[BEGIN Working data]
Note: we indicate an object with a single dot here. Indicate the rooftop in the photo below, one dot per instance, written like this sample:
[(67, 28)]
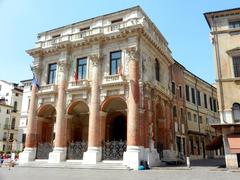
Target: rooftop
[(214, 14)]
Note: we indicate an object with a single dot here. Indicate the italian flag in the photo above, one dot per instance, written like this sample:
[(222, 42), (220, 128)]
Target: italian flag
[(74, 70)]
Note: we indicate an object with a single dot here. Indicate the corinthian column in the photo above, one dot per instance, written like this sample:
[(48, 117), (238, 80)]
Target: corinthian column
[(60, 147), (132, 155), (93, 154), (29, 152)]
[END Working data]
Write out all of the entries above word for word, but leave out the pictures.

Note: we indicate an object with a single dot here. Indicate the rooftop in the photo below, one dot per instance, written like this sample:
[(67, 28)]
Target: rooftop
[(214, 14)]
Note: we indicate an object with a single dot here. Indicate the italian flag in the photo above, one dot per instance, written like this sample:
[(222, 42), (220, 128)]
Target: italian flag
[(74, 70)]
Note: we indicate an object with a single dot here. Indicate the corinthian column in the photo above, one dot per instance, written like this sample:
[(48, 117), (238, 80)]
Target: corinthian column
[(60, 147), (132, 155), (93, 154), (29, 152)]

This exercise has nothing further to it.